Over the past few weeks Stephanie and I have been introduced to several people who we’ll be hanging with while we’re in the Congo. Two of these people are Pete and Cindy Ekstrand (who are pictured above). I don’t know a whole lot about Pete and Cindy, but I do know that they’re full-time missionaries in the Congo, have 3 adult children who all live in the United States and that they write an amazing blog about all of the day-to-day stuff they’re doing and experiencing over in Africa. They’ve dedicated their lives to God by serving Him though serving the people of the Congo and I think that’s pretty awesome. Talk about being different and living out what Christians are called to do — wow.
Anyways, I’ve been emailing back and forth with Pete about what all Stephanie and I should be prepared to do while we’re in the Congo and how we can be the most effective with the time that we have. He’s been in the Congo for several years and has a great relationship with the church leaders over there, so he’s one of the best resources as far as where we can have the biggest impact. It’s been great to chat with him about some of the different projects that have been going on and that are being planned and he’s even looped into several email threads that were started months ago in an effort to get me up to speed on things as quickly as possible.
I’m not going to lie, it’s been a little overwhelming, but it’s also been great to have a better idea of what we can help out with so I guess it’s all good.
One of these projects we’re gong to be involved with is the Ubangi Protestant University (UPU), which is a local college that was started in July of 2008. This university was established to provide local Congolese a college-level education locally so that there was no need to travel out of the country to get a degree. The UPU graduated it’s first class just last August, which was a huge deal and was attended by 1,200 people.

REQUIRED TASKS —
- a) In the post about getting ready for the Congo trip, how many people attended the Ubangi Protestant University's first graduation?
- b) Sum up the post about getting ready for the Congo trip in two sentences.

RECORDED DATA —

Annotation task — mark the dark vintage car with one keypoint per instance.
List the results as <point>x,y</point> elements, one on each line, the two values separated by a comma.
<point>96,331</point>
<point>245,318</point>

SOLUTIONS —
- a) 1,200 people attended it.

- b) The writer and Stephanie have met several people they will spend time with in the Congo, including Pete and Cindy Ekstrand, full-time missionaries there, and the writer has been emailing Pete about how they can be most effective with their time. One project they will be involved with is the Ubangi Protestant University, a local college started in July 2008 so that Congolese students could earn a degree without leaving the country.